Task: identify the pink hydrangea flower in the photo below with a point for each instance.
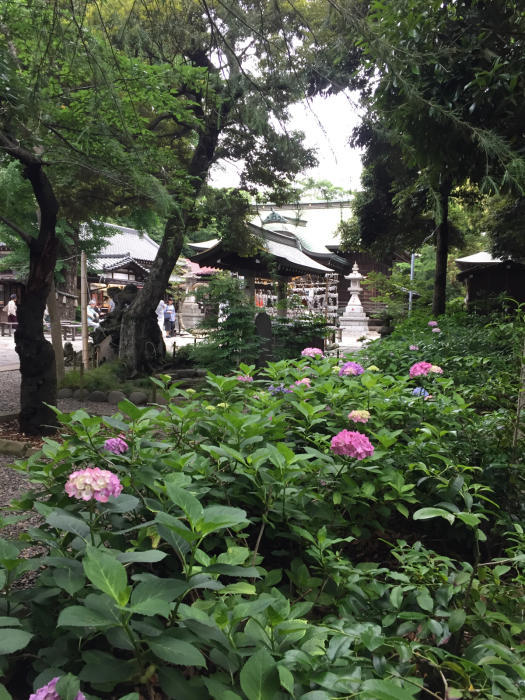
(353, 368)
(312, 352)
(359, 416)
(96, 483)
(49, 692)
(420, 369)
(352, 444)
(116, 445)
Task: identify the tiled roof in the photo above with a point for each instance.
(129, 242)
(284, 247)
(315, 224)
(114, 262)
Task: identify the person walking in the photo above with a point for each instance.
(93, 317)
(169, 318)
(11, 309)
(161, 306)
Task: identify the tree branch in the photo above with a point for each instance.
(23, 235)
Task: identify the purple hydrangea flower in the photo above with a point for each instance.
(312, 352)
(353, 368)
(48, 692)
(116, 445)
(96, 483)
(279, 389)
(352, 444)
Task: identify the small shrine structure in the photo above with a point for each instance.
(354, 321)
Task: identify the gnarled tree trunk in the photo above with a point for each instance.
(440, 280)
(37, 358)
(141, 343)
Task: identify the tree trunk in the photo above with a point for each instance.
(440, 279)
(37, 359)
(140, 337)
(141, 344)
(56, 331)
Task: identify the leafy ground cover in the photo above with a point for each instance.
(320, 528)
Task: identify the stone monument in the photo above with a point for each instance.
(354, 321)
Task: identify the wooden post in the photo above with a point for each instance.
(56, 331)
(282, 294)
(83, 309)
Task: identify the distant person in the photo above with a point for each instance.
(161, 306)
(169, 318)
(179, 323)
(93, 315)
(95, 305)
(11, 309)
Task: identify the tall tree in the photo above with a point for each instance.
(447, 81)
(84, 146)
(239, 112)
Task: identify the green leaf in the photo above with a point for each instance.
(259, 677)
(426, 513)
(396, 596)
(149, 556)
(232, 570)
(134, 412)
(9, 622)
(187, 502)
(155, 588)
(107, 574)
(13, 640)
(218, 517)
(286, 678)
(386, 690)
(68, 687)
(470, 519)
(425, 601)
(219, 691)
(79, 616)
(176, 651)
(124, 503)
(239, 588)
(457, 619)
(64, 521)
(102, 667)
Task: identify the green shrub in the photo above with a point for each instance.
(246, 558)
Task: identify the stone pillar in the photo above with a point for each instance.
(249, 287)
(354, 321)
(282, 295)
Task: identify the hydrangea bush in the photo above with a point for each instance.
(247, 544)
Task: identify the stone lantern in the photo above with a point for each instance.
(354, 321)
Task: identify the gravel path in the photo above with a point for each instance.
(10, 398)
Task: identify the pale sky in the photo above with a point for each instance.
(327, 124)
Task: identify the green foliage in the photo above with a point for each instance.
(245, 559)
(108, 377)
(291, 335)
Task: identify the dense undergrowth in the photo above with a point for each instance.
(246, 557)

#### Enunciado do problema
Reescreva todas as linhas acima como uma lista numerada, omitindo as linhas em branco. Deixe as imagens fora da resposta.

#### Resultado da tarefa
1. Task: identify the pink hydrangea flower in the photo below with a point for each instance.
2. (353, 368)
3. (312, 352)
4. (359, 416)
5. (96, 483)
6. (49, 692)
7. (420, 369)
8. (352, 444)
9. (116, 445)
10. Task: identify the tiled roof in the photo above with a point for each instance.
11. (129, 242)
12. (284, 247)
13. (315, 224)
14. (114, 262)
15. Task: identify the person walking in the photo above with a point for each instance.
16. (93, 317)
17. (169, 318)
18. (11, 309)
19. (161, 306)
20. Task: identify the tree branch in the photo above with a point for each instance.
21. (23, 235)
22. Task: identify the purple hydrangea flower in the photo above with a point for each instance.
23. (312, 352)
24. (353, 368)
25. (48, 692)
26. (116, 445)
27. (96, 483)
28. (279, 389)
29. (352, 444)
30. Task: identify the small shrine structure in the photo above with a point for each instance.
31. (354, 321)
32. Task: identify the gnarled tree trunk in the photo above with a point for each instance.
33. (440, 280)
34. (37, 358)
35. (141, 343)
36. Task: identify the tree trunk in the photo above with a point for each instance.
37. (440, 279)
38. (37, 359)
39. (140, 337)
40. (141, 344)
41. (56, 331)
42. Task: identify the leafy ground cover in the photo above with a point for each instance.
43. (320, 528)
44. Task: identify the stone monument in the photo above with a point for each instance.
45. (354, 321)
46. Task: identify the wooden post in the photo above with a point for each instance.
47. (56, 331)
48. (282, 294)
49. (83, 309)
50. Task: identify the distant person in the photo above with a point for each instance.
51. (161, 306)
52. (169, 318)
53. (179, 323)
54. (93, 315)
55. (95, 305)
56. (11, 309)
57. Task: identify the tall tree in the photo above with a point for each instance.
58. (447, 81)
59. (84, 146)
60. (239, 112)
61. Task: identify the green leaf in the photo above with a point for each instance.
62. (259, 677)
63. (426, 513)
64. (396, 596)
65. (149, 556)
66. (232, 570)
67. (134, 412)
68. (9, 622)
69. (187, 502)
70. (155, 588)
71. (107, 574)
72. (13, 640)
73. (218, 517)
74. (286, 678)
75. (386, 690)
76. (68, 687)
77. (470, 519)
78. (425, 601)
79. (219, 691)
80. (79, 616)
81. (176, 651)
82. (124, 503)
83. (239, 588)
84. (457, 619)
85. (64, 521)
86. (102, 667)
87. Task: identify the green shrub in the photo above with a point for each instance.
88. (246, 558)
89. Task: identify the stone pillar in the photo above with a point for each instance.
90. (249, 287)
91. (354, 321)
92. (282, 295)
93. Task: identify the hydrangea bush in the photo above with a point for each instance.
94. (247, 544)
95. Task: identify the stone lantern in the photo above with a point for each instance.
96. (354, 321)
97. Task: identify the gravel path in the photo above with a point for each instance.
98. (10, 398)
99. Task: identify the pale sky in the photo above with a point for each instance.
100. (327, 124)
101. Task: identify the green foliage in the photo above with a point for each instance.
102. (245, 559)
103. (108, 377)
104. (291, 335)
105. Task: identify the dense undergrowth in the photo above with a point for each instance.
106. (246, 557)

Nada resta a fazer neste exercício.